(Referring expression grounding data)
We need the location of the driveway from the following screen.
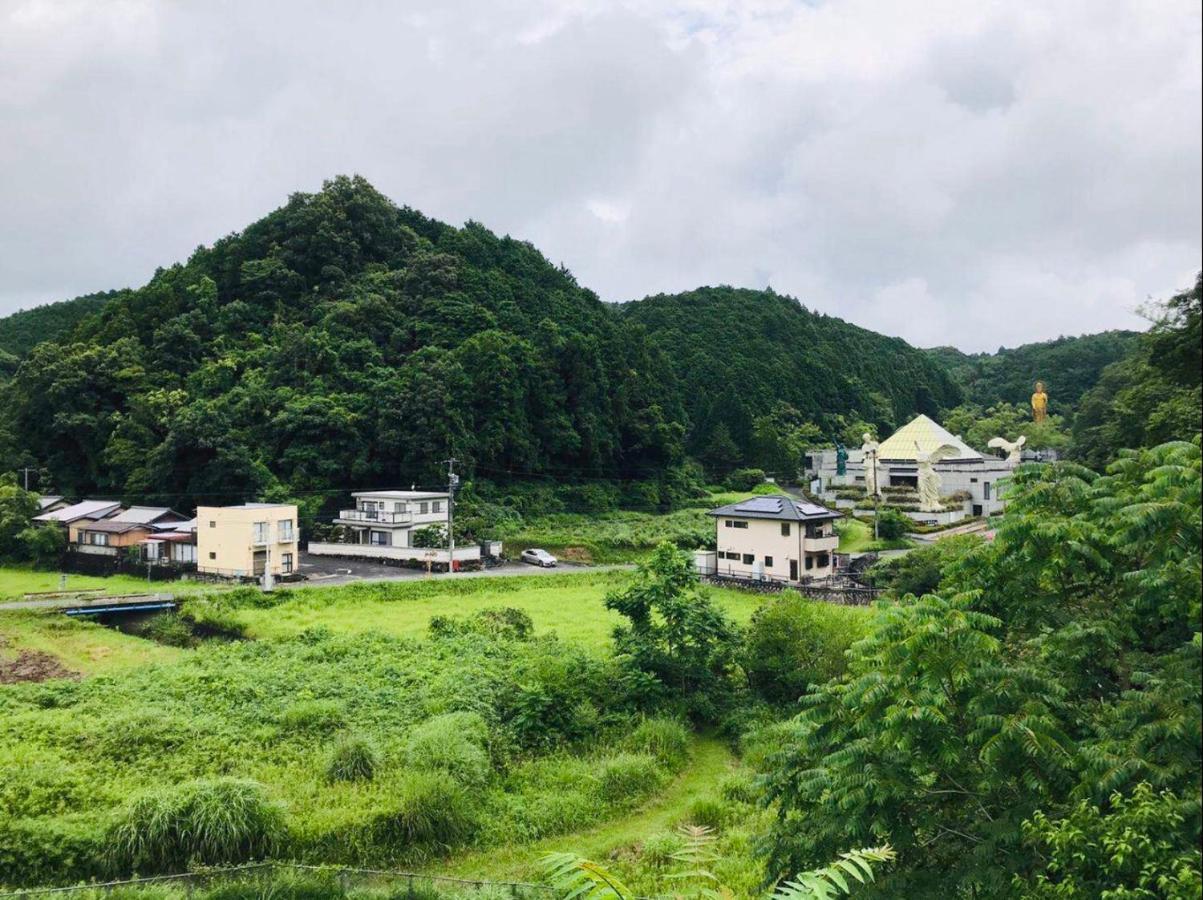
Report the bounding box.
[297,552,629,587]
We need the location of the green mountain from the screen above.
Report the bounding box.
[621,286,963,457]
[926,330,1140,415]
[0,290,121,357]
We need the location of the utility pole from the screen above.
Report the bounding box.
[18,467,37,491]
[868,445,881,541]
[443,458,459,573]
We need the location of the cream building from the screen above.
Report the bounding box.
[196,503,299,579]
[707,495,841,582]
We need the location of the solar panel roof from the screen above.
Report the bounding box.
[734,497,783,513]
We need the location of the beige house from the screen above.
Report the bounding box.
[707,495,841,582]
[196,503,299,579]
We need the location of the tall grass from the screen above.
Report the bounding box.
[366,772,477,857]
[324,733,381,783]
[108,778,284,872]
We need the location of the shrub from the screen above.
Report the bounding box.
[741,592,870,705]
[324,734,381,783]
[875,506,911,540]
[279,699,346,733]
[640,829,687,866]
[725,468,766,491]
[719,772,760,805]
[136,613,196,648]
[108,778,283,873]
[624,717,690,769]
[403,712,491,786]
[366,772,476,855]
[684,796,729,829]
[594,752,664,803]
[0,814,105,886]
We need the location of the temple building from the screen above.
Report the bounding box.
[807,414,1018,520]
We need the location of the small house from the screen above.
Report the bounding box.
[196,504,299,579]
[708,495,841,582]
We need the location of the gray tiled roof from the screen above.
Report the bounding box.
[708,494,841,522]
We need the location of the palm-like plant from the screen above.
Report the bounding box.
[771,846,897,899]
[541,851,635,900]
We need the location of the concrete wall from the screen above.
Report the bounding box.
[307,542,482,564]
[196,505,299,578]
[714,516,837,581]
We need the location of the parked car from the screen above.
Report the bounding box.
[520,548,557,567]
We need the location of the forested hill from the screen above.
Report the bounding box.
[0,290,122,357]
[926,330,1140,413]
[0,176,688,502]
[621,286,962,460]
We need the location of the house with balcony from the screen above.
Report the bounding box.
[196,503,299,580]
[309,489,494,569]
[705,495,841,582]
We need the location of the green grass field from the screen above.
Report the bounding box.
[835,517,915,554]
[0,566,224,602]
[0,610,182,675]
[213,570,765,651]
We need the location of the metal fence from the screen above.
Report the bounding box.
[0,863,565,900]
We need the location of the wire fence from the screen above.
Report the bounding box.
[0,862,567,900]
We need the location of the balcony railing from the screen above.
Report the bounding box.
[336,509,414,525]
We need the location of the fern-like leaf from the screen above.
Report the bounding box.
[773,846,897,900]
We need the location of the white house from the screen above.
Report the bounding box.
[309,489,491,568]
[707,495,842,582]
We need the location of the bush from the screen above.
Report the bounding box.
[640,829,687,866]
[623,717,690,769]
[741,592,870,706]
[874,506,911,541]
[0,815,105,886]
[403,712,491,786]
[684,796,729,829]
[594,752,664,803]
[324,734,381,783]
[108,778,283,873]
[137,613,196,648]
[279,699,346,733]
[725,468,766,492]
[719,772,760,805]
[366,772,476,855]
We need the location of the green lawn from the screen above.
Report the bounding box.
[0,610,182,675]
[0,566,223,602]
[217,570,766,651]
[835,517,914,554]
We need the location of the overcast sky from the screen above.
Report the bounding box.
[2,0,1200,351]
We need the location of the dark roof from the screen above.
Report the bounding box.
[77,520,152,535]
[708,494,841,522]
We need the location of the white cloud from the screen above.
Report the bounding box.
[0,0,1198,350]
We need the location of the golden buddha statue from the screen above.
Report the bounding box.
[1031,381,1049,423]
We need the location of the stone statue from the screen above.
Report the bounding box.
[915,441,959,512]
[835,442,848,476]
[988,434,1027,464]
[860,433,880,497]
[1031,381,1049,423]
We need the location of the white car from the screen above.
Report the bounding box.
[520,548,558,568]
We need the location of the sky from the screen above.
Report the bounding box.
[1,0,1200,351]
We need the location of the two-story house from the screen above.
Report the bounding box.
[332,490,450,549]
[196,503,299,580]
[707,495,841,581]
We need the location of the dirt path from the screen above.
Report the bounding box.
[426,735,737,882]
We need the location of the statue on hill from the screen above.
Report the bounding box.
[988,434,1027,465]
[1031,381,1049,423]
[835,442,848,476]
[861,433,881,497]
[915,441,959,512]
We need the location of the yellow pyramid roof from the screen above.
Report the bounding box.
[876,414,981,462]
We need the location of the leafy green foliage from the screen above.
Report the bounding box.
[762,439,1202,895]
[403,712,491,787]
[108,777,284,872]
[1018,783,1202,899]
[872,506,909,541]
[605,543,740,721]
[772,846,897,900]
[0,475,64,566]
[324,733,381,783]
[943,401,1069,452]
[542,851,635,900]
[0,291,118,357]
[864,534,983,598]
[364,771,478,857]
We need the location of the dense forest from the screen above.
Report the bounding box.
[0,290,121,359]
[0,177,962,508]
[926,330,1139,414]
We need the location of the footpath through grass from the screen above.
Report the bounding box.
[426,735,738,882]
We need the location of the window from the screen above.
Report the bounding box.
[805,557,814,570]
[419,502,429,515]
[209,521,216,528]
[252,521,269,544]
[742,553,754,565]
[394,502,405,512]
[817,553,829,568]
[970,478,978,483]
[87,531,109,546]
[983,482,992,500]
[209,552,217,560]
[764,556,774,568]
[281,553,294,574]
[732,520,748,529]
[278,519,294,542]
[780,523,791,537]
[726,551,741,561]
[724,520,732,527]
[369,531,391,546]
[432,501,442,513]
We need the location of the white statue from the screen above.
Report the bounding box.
[988,434,1027,465]
[860,432,881,497]
[915,441,959,512]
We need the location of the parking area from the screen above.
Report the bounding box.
[296,551,614,587]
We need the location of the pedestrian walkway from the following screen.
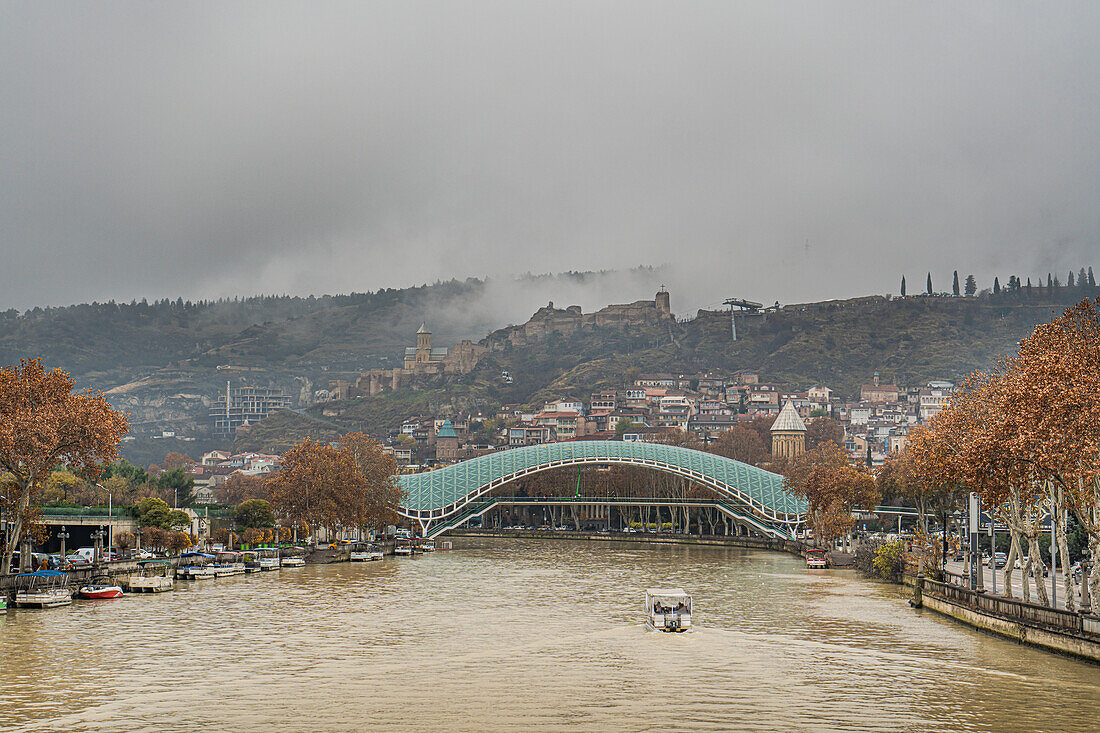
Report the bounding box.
[945,560,1081,611]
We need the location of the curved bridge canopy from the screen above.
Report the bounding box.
[397,441,806,538]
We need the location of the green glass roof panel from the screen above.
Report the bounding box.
[398,441,807,517]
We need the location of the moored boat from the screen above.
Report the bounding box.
[213,551,247,577]
[416,539,436,553]
[280,557,305,567]
[805,549,828,569]
[178,552,217,580]
[645,588,693,632]
[14,570,72,608]
[240,551,262,573]
[123,560,174,592]
[350,543,383,561]
[393,538,413,556]
[78,576,125,599]
[256,547,281,571]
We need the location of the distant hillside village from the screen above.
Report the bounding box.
[183,367,954,503]
[382,368,952,468]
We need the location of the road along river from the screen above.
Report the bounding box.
[2,537,1099,732]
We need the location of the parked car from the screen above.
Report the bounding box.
[1029,563,1049,578]
[64,554,92,569]
[987,552,1007,569]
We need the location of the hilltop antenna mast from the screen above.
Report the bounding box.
[723,297,763,341]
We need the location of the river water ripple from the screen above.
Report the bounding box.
[2,538,1098,732]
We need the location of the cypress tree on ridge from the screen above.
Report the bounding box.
[952,270,960,296]
[926,272,933,294]
[900,276,906,297]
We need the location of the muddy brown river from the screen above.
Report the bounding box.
[2,537,1099,732]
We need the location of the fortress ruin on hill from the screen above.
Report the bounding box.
[327,289,674,401]
[486,288,672,348]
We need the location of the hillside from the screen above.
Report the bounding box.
[0,269,668,447]
[234,286,1095,452]
[3,271,1094,460]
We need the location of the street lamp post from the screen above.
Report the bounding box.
[58,526,70,558]
[91,526,106,566]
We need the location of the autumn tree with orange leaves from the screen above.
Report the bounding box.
[267,436,403,542]
[785,441,879,549]
[910,298,1100,608]
[0,359,129,574]
[886,425,965,577]
[340,432,404,533]
[999,298,1100,608]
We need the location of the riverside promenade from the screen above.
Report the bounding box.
[913,575,1100,664]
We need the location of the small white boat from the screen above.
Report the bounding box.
[239,551,262,573]
[213,551,247,577]
[645,588,693,632]
[417,539,436,553]
[78,577,125,600]
[281,557,305,567]
[178,552,217,580]
[256,547,281,571]
[805,549,828,569]
[14,570,73,608]
[124,560,174,592]
[350,543,383,561]
[393,539,413,556]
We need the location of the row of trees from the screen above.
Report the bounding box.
[882,298,1100,609]
[901,266,1096,297]
[39,461,196,509]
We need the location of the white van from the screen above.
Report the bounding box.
[74,547,96,563]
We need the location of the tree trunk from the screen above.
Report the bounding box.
[1052,485,1075,612]
[1025,533,1050,606]
[1003,531,1021,599]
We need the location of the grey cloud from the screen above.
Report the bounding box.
[1,2,1098,314]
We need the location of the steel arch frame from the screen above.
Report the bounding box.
[420,496,790,539]
[397,442,806,539]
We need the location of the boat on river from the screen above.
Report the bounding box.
[78,576,125,599]
[281,556,305,567]
[13,570,72,608]
[416,539,436,553]
[239,551,262,573]
[645,588,693,632]
[256,547,281,571]
[805,549,828,569]
[123,560,174,592]
[178,552,217,580]
[393,538,413,556]
[213,551,247,577]
[350,543,383,561]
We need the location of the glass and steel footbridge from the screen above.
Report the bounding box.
[397,441,807,539]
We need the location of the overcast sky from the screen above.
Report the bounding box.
[2,2,1098,314]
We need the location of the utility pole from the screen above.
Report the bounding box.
[723,298,763,342]
[969,493,983,592]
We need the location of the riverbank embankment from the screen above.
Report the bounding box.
[913,576,1100,664]
[450,528,810,556]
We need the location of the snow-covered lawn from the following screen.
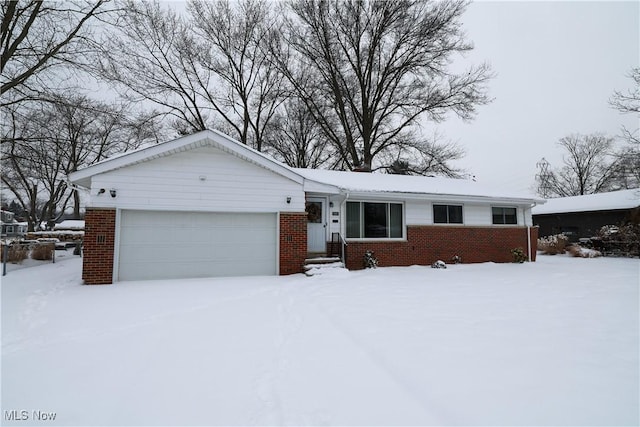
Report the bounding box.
[2,255,638,426]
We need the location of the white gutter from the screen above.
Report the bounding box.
[340,192,350,263]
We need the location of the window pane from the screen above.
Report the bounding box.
[492,207,504,224]
[364,203,387,238]
[448,205,463,224]
[504,208,517,224]
[389,203,403,238]
[346,202,361,238]
[433,205,448,223]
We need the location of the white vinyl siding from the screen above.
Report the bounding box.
[405,201,530,226]
[405,200,431,225]
[89,146,304,213]
[463,204,492,226]
[118,210,277,281]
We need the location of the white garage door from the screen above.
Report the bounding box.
[118,210,277,281]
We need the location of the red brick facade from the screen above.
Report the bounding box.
[83,209,116,284]
[279,212,307,275]
[344,226,539,270]
[82,210,535,283]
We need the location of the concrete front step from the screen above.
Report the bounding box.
[304,257,346,276]
[304,256,342,265]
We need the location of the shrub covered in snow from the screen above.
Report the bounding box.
[511,247,527,263]
[363,250,378,268]
[431,260,447,269]
[537,233,569,255]
[595,224,640,257]
[567,245,602,258]
[451,255,462,264]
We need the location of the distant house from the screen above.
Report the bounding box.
[532,189,640,240]
[1,210,27,238]
[69,129,544,285]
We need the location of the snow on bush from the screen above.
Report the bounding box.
[431,260,447,269]
[538,233,569,255]
[596,224,640,257]
[511,247,527,263]
[363,250,378,268]
[567,245,602,258]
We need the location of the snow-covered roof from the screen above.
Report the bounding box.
[69,129,542,205]
[295,168,543,204]
[54,220,85,230]
[532,189,640,215]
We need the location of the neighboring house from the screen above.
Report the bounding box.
[69,130,544,284]
[1,210,27,238]
[532,189,640,240]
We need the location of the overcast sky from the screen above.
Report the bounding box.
[436,0,639,194]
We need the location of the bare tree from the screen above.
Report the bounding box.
[45,94,164,217]
[536,134,619,197]
[279,0,490,172]
[187,0,289,151]
[1,0,110,105]
[610,67,640,115]
[610,67,640,145]
[263,97,335,169]
[2,104,71,230]
[381,134,465,177]
[1,94,163,226]
[94,0,211,133]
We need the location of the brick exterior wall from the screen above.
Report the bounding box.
[279,212,307,275]
[345,226,539,270]
[83,209,116,284]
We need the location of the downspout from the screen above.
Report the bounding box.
[340,192,350,264]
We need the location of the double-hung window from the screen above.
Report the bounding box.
[433,204,463,224]
[346,202,403,239]
[492,207,517,224]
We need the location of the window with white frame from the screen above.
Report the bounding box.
[433,204,463,224]
[346,201,403,238]
[492,207,517,224]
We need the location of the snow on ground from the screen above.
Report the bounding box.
[1,255,638,426]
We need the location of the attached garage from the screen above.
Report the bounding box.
[117,210,278,281]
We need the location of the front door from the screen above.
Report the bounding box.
[306,198,326,253]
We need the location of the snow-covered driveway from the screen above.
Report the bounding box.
[2,255,638,426]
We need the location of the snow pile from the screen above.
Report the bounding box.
[54,220,85,230]
[2,256,638,426]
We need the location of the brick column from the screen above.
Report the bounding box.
[83,209,116,284]
[279,212,307,275]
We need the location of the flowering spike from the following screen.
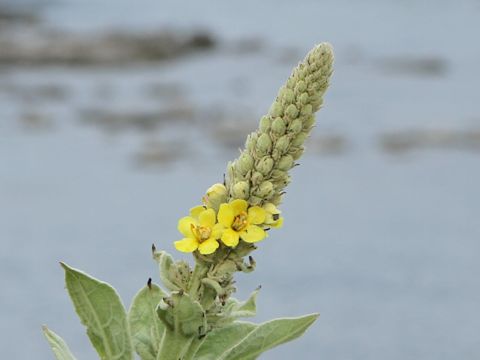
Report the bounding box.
[226,43,334,205]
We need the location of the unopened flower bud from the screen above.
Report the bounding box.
[237,153,254,175]
[288,119,303,134]
[272,174,290,188]
[309,81,320,91]
[203,183,228,210]
[232,181,249,199]
[269,194,283,206]
[259,116,271,132]
[292,132,307,147]
[285,104,299,119]
[270,169,285,180]
[248,195,262,206]
[280,87,295,104]
[257,156,274,175]
[311,97,323,111]
[269,101,283,117]
[301,104,313,116]
[271,117,286,136]
[274,135,290,155]
[294,80,307,93]
[251,171,264,185]
[291,147,304,160]
[303,115,315,129]
[256,133,272,156]
[277,155,294,171]
[298,92,309,105]
[254,181,274,198]
[286,74,299,89]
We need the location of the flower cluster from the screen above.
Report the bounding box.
[174,184,283,255]
[173,44,333,256]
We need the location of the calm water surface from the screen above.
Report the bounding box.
[1,1,480,359]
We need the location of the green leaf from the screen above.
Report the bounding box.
[128,282,165,360]
[156,292,206,336]
[221,314,319,360]
[195,322,257,360]
[156,328,194,360]
[229,288,259,319]
[61,262,133,360]
[42,326,77,360]
[152,249,181,291]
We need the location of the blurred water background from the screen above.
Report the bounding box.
[1,0,480,359]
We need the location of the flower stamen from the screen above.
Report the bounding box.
[191,224,212,243]
[232,211,248,232]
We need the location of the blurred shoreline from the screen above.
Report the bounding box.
[2,4,480,160]
[1,2,480,359]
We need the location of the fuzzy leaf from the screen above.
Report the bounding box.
[220,314,319,360]
[61,262,133,360]
[128,283,165,360]
[42,326,77,360]
[229,288,259,319]
[195,322,257,360]
[152,249,180,291]
[156,292,206,336]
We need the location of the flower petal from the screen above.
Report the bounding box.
[263,203,280,215]
[174,237,198,253]
[190,205,205,218]
[178,216,196,237]
[221,228,240,247]
[199,208,216,228]
[240,225,266,243]
[211,223,224,239]
[247,206,266,224]
[218,203,234,227]
[198,238,219,255]
[271,217,284,228]
[230,199,248,215]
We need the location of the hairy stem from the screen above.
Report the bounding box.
[156,328,193,360]
[183,337,206,360]
[188,260,209,301]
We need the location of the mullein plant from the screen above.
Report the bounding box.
[43,43,334,360]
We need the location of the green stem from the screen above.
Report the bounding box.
[183,337,206,360]
[188,259,209,300]
[156,328,193,360]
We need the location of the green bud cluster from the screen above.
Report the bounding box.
[226,43,334,205]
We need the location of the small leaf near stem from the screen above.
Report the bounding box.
[42,326,78,360]
[128,282,165,360]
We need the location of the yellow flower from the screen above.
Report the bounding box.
[174,206,223,255]
[263,203,284,228]
[218,199,267,247]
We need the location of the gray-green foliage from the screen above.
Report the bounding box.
[60,263,133,360]
[44,43,333,359]
[195,322,257,360]
[128,283,165,360]
[195,314,318,360]
[156,291,206,336]
[43,326,77,360]
[214,315,319,360]
[45,256,319,360]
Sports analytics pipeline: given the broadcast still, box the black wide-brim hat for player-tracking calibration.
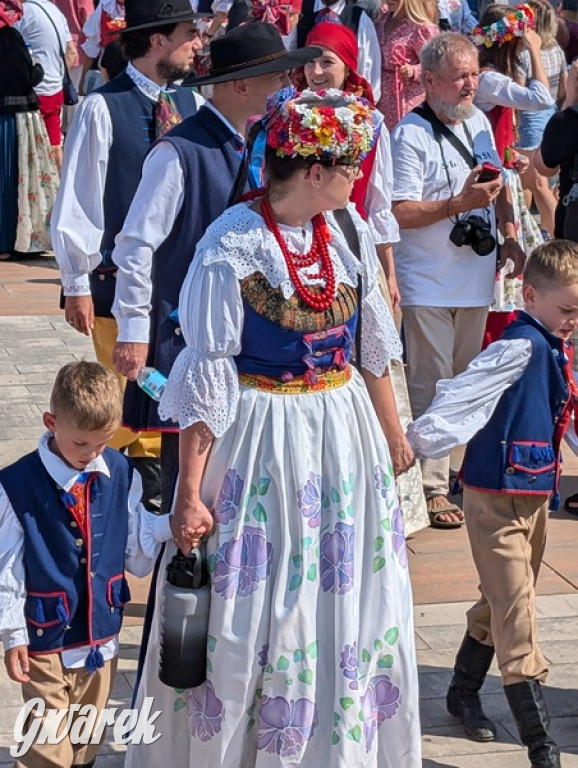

> ACTIVITY:
After locating the line with "We need the location of the cypress" above, return that line and every later line through the one with "We need the location of the fortress", word for word and with nothing else.

> FINAL ANSWER:
We need the location of the cypress tree on ridge from the screen above.
Report the bounding box.
[952,270,960,296]
[926,272,933,294]
[900,276,906,297]
We need the location of the muddy brown river from the screen above.
Report the bounding box.
[2,537,1099,732]
We need the location of the fortress ruin on hill from the screen above.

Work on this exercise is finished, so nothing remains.